• To do: Count the lines in the listing below that contain the string "above" with matching case, and give only that number.

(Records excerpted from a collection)
-------------------------

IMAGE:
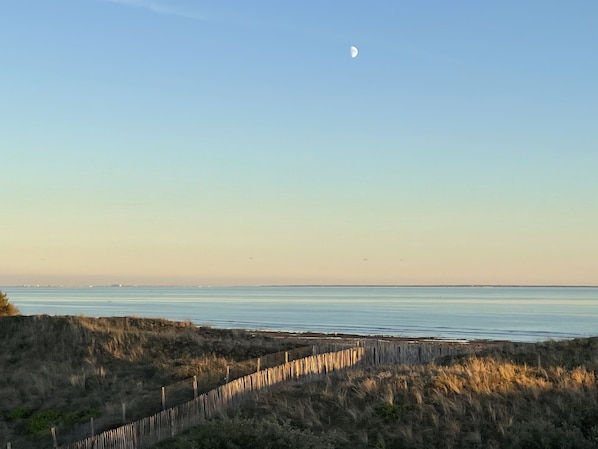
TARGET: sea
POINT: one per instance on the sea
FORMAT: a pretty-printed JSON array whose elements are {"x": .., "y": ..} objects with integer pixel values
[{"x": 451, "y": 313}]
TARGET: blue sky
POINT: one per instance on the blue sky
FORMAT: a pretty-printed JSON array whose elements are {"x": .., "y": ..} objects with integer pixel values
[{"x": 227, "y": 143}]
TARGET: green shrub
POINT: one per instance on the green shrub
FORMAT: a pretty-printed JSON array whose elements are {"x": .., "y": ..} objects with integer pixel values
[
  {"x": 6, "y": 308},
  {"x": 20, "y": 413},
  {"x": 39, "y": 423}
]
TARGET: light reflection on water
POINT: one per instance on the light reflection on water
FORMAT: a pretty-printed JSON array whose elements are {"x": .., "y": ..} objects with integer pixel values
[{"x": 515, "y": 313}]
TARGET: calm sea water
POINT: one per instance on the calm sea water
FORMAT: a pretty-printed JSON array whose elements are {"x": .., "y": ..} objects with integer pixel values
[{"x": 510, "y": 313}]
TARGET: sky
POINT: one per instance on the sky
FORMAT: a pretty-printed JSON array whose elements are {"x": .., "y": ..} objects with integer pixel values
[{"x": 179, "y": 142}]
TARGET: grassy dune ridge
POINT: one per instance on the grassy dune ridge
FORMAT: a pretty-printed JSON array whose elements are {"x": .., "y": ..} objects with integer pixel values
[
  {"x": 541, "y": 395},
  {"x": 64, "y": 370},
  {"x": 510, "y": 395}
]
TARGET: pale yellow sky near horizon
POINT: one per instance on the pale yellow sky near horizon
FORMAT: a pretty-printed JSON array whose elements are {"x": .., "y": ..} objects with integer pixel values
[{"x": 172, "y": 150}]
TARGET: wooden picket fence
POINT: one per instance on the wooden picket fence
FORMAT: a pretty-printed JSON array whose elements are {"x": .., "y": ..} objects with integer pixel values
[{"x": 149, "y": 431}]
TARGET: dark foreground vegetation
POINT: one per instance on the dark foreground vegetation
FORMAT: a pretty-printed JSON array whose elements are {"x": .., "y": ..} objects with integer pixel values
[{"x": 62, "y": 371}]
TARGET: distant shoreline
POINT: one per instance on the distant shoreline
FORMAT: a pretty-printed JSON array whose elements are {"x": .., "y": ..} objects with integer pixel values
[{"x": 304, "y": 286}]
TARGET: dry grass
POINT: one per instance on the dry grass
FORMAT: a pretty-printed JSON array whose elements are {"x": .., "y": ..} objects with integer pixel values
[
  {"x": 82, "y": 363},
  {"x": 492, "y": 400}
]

-------------------------

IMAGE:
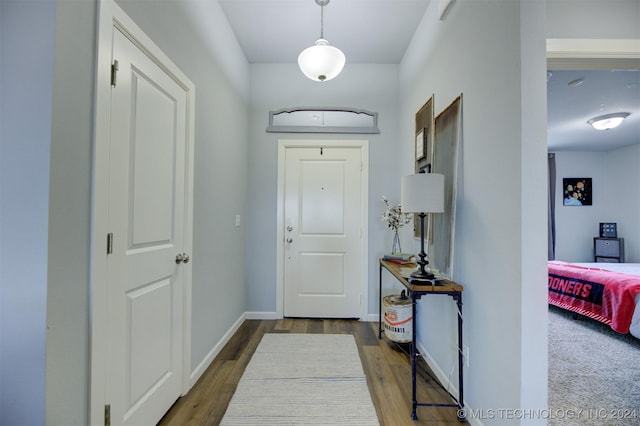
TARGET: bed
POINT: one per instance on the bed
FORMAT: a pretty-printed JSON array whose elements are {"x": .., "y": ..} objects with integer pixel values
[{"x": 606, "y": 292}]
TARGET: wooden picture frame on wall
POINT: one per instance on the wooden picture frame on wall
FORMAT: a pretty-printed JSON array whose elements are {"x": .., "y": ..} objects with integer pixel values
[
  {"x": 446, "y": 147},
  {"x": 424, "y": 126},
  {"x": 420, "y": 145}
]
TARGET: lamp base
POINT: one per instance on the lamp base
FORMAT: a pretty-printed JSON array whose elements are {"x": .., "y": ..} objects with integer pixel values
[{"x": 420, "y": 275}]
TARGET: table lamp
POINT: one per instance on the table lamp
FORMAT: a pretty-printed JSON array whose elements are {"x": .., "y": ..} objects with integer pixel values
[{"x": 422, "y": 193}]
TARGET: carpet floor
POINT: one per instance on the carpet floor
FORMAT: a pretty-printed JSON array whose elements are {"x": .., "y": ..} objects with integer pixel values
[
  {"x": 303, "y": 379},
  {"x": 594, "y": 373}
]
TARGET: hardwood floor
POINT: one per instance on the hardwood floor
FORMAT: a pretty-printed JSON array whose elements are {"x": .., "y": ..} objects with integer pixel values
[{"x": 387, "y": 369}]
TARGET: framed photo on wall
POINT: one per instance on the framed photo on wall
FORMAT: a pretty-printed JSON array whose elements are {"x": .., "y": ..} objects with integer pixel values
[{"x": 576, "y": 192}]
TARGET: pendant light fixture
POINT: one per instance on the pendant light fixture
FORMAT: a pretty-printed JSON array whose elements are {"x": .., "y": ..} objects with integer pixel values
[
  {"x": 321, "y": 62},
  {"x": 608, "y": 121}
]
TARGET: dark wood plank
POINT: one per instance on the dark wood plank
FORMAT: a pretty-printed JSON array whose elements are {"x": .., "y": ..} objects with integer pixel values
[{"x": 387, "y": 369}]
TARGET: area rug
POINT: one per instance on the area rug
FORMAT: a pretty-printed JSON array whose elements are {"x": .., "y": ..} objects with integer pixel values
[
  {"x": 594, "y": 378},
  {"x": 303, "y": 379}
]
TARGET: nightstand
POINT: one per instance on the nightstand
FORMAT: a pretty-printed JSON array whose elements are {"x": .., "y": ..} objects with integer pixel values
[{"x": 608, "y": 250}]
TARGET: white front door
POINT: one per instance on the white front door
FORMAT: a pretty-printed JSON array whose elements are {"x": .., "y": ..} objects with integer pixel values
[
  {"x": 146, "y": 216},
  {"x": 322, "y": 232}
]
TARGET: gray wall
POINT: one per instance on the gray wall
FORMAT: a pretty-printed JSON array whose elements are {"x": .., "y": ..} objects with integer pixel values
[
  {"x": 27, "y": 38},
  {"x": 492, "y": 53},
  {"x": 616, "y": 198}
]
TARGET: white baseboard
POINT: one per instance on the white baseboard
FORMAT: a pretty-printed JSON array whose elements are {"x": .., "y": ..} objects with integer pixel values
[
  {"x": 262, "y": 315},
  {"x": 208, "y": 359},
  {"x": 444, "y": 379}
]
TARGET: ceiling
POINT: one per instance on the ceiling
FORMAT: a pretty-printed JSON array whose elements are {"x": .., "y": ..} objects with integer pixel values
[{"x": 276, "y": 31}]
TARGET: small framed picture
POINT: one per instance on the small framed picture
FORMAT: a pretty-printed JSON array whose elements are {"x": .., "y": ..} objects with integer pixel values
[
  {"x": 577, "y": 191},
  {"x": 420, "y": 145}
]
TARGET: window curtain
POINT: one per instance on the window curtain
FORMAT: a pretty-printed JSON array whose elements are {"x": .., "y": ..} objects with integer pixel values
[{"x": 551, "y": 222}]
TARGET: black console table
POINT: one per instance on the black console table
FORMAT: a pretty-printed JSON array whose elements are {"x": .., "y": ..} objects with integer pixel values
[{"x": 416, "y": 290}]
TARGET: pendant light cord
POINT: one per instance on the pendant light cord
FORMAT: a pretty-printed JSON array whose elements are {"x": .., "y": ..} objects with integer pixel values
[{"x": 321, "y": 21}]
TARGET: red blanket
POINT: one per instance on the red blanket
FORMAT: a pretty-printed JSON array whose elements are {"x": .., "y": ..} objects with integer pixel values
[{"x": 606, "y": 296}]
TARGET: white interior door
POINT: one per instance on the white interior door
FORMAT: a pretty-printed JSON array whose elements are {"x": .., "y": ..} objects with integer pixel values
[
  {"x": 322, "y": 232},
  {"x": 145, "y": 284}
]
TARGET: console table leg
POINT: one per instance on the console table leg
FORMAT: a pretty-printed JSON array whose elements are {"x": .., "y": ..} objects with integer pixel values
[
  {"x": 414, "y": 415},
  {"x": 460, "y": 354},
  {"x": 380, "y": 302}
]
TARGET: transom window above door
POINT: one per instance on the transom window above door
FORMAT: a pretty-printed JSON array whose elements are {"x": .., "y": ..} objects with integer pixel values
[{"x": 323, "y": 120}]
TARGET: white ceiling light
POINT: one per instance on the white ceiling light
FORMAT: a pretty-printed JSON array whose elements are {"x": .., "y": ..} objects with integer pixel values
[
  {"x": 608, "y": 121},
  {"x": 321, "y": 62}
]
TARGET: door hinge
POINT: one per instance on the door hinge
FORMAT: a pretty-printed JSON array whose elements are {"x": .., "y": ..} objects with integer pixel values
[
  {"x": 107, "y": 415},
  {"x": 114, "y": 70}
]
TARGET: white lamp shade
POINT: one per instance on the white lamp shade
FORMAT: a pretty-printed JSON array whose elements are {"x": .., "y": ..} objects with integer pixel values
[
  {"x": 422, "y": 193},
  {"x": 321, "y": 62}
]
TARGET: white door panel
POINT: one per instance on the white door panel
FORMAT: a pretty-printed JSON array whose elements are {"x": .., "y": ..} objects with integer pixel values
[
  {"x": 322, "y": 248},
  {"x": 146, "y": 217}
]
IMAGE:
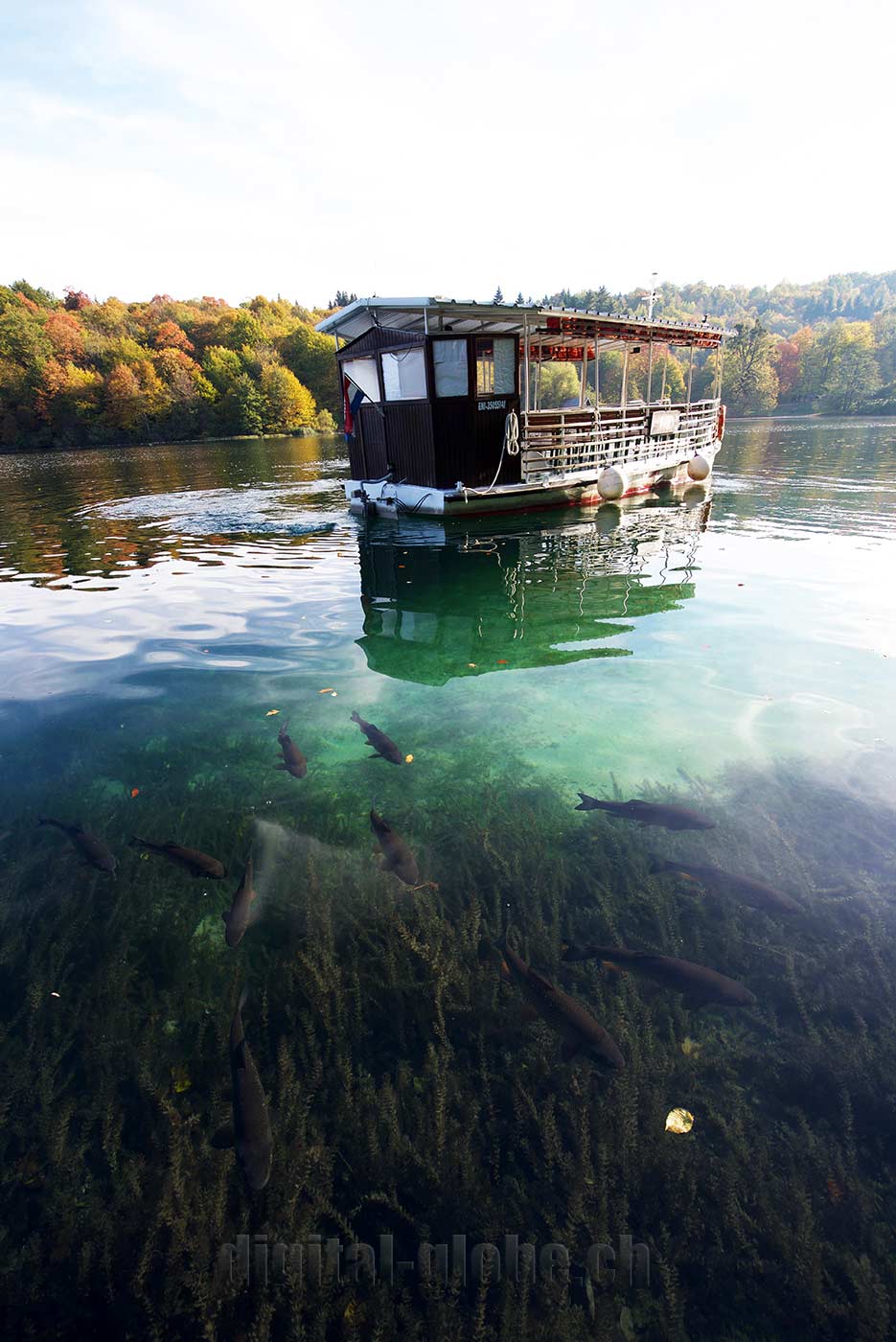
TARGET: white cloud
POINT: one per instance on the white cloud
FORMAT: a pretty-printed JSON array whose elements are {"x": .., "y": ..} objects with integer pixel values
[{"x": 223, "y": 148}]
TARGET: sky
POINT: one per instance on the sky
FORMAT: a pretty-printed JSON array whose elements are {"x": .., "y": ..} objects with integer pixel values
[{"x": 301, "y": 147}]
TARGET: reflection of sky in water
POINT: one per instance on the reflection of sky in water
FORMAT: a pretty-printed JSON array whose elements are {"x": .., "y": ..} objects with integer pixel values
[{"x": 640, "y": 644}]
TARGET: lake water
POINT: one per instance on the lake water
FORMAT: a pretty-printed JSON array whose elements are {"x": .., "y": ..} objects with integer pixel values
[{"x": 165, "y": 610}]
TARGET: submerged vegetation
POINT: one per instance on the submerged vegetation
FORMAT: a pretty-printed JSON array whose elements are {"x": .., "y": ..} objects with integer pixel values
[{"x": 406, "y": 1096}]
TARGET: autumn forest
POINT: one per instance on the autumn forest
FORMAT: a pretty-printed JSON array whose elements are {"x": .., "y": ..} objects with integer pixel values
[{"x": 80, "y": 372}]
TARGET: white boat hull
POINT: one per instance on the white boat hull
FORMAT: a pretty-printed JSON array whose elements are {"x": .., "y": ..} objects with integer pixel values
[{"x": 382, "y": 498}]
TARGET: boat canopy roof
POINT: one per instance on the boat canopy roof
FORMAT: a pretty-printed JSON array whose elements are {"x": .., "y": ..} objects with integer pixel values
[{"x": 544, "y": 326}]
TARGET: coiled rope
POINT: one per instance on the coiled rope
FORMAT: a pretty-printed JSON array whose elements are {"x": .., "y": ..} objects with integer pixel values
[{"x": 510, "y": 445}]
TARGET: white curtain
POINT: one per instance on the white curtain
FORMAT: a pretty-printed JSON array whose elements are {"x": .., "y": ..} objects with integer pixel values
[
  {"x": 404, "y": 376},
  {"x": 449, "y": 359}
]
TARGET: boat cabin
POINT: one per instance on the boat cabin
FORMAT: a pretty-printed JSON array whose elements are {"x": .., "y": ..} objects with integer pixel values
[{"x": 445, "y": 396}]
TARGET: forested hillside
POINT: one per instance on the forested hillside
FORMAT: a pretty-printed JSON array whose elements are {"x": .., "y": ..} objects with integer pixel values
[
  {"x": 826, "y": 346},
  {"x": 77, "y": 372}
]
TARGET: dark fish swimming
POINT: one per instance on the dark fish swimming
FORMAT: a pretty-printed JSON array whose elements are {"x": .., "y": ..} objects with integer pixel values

-------------------------

• Answer to this exercise: 2